Text provided
▼
Haitian TPS holders have also revitalized some local communities, such as Springfield, Ohio, where they were the subject of attacks by Trump, who accused them in a 2024 presidential debate of eating dogs and cats.

Springfield is “coming back” partly because of its Haitian immigrant residents who are working and spending money in the community, Ohio Gov. Mike DeWine told CNN’s Dana Bash on Inside Politics in February.

“What the employers have told me time and time again is we hired Haitians a year, two, three years ago, frankly because we couldn’t fill these jobs,” he said. “If they lose Temporary Protected Status, then they no longer can work, and the companies can’t employ them. That’s a blow to the economy. It’s a blow to the state.”

The Haitian newcomers also started small businesses, particularly restaurants, in Springfield. That’s not surprising, said Guerline Jozef, executive director of the Haitian Bridge Alliance, an immigration advocacy group that also provides services for Haitians and other Black immigrants. Many people who live in Haiti are entrepreneurs, merchants and business creators.
▲
(Records in a dataset)
▼
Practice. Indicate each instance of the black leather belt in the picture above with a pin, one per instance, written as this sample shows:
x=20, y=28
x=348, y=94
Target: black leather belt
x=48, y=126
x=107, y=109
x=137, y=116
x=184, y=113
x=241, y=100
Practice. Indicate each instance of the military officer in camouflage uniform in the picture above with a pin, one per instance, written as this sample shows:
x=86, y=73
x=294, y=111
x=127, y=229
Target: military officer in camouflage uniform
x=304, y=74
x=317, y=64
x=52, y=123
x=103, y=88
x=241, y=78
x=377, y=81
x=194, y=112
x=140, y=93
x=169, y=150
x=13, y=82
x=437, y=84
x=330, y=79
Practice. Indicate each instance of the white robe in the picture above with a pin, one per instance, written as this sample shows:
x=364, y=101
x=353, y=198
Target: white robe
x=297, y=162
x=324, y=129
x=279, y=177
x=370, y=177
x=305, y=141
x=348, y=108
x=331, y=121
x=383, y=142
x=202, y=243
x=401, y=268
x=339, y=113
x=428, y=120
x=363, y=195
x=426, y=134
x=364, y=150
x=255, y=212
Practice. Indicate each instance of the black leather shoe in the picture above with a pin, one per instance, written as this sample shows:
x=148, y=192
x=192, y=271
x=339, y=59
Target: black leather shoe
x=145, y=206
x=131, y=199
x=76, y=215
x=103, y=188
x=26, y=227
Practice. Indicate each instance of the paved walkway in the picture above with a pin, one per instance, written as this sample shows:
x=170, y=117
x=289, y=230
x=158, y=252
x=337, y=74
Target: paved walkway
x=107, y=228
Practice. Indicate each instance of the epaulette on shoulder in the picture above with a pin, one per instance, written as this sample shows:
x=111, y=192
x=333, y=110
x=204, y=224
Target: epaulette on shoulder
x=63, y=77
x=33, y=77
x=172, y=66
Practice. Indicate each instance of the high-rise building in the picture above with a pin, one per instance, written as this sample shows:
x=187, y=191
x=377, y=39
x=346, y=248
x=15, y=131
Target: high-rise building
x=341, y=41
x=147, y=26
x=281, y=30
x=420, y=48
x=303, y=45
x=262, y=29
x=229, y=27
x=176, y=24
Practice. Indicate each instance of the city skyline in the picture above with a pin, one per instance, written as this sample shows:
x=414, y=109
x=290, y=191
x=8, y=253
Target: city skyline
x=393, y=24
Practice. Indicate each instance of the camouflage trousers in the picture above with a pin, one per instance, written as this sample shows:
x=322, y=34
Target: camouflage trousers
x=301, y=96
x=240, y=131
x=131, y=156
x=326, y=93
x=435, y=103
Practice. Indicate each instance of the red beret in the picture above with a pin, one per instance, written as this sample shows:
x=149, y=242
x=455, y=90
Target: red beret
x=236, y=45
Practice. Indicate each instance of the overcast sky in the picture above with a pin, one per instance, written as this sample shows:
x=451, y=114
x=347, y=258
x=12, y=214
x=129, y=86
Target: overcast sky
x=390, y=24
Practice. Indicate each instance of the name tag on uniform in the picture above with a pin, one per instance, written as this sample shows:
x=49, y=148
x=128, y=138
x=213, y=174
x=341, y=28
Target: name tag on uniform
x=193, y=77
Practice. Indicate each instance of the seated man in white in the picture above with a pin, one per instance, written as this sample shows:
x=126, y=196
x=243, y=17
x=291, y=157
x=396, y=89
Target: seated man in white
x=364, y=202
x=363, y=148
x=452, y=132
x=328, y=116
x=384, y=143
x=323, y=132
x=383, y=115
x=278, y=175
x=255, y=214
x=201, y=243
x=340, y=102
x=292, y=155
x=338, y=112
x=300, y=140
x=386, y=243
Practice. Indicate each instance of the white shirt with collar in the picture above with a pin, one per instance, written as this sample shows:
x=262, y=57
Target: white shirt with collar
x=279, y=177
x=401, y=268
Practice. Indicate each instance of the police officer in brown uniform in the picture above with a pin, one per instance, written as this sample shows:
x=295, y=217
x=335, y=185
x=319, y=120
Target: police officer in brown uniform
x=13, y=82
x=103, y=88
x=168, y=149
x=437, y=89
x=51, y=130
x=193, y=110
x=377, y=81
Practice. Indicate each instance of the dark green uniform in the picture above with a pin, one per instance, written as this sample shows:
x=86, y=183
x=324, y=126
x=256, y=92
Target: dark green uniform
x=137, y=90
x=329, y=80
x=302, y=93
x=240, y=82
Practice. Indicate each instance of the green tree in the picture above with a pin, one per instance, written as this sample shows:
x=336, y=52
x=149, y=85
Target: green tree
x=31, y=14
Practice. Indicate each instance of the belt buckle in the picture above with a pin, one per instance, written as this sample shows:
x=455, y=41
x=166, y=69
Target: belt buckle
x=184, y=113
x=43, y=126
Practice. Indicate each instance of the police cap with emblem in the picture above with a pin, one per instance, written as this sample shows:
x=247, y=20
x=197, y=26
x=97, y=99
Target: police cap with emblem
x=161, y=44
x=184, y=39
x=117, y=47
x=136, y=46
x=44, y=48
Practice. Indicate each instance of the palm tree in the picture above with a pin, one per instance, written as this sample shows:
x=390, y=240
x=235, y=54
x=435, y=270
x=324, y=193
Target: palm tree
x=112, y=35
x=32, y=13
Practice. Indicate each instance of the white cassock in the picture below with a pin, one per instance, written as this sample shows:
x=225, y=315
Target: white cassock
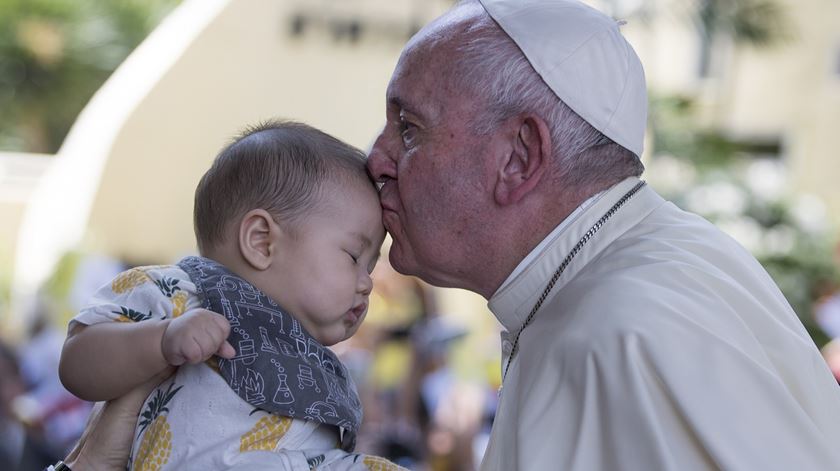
▲
Aim of the exercise
Retype the passage on Haitian immigrants in Springfield, Ohio, in full, word for word.

Solution to this task
Haitian TPS holders have also revitalized some local communities, such as Springfield, Ohio, where they were the subject of attacks by Trump, who accused them in a 2024 presidential debate of eating dogs and cats.

Springfield is “coming back” partly because of its Haitian immigrant residents who are working and spending money in the community, Ohio Gov. Mike DeWine told CNN’s Dana Bash on Inside Politics in February.

“What the employers have told me time and time again is we hired Haitians a year, two, three years ago, frankly because we couldn’t fill these jobs,” he said. “If they lose Temporary Protected Status, then they no longer can work, and the companies can’t employ them. That’s a blow to the economy. It’s a blow to the state.”

The Haitian newcomers also started small businesses, particularly restaurants, in Springfield. That’s not surprising, said Guerline Jozef, executive director of the Haitian Bridge Alliance, an immigration advocacy group that also provides services for Haitians and other Black immigrants. Many people who live in Haiti are entrepreneurs, merchants and business creators.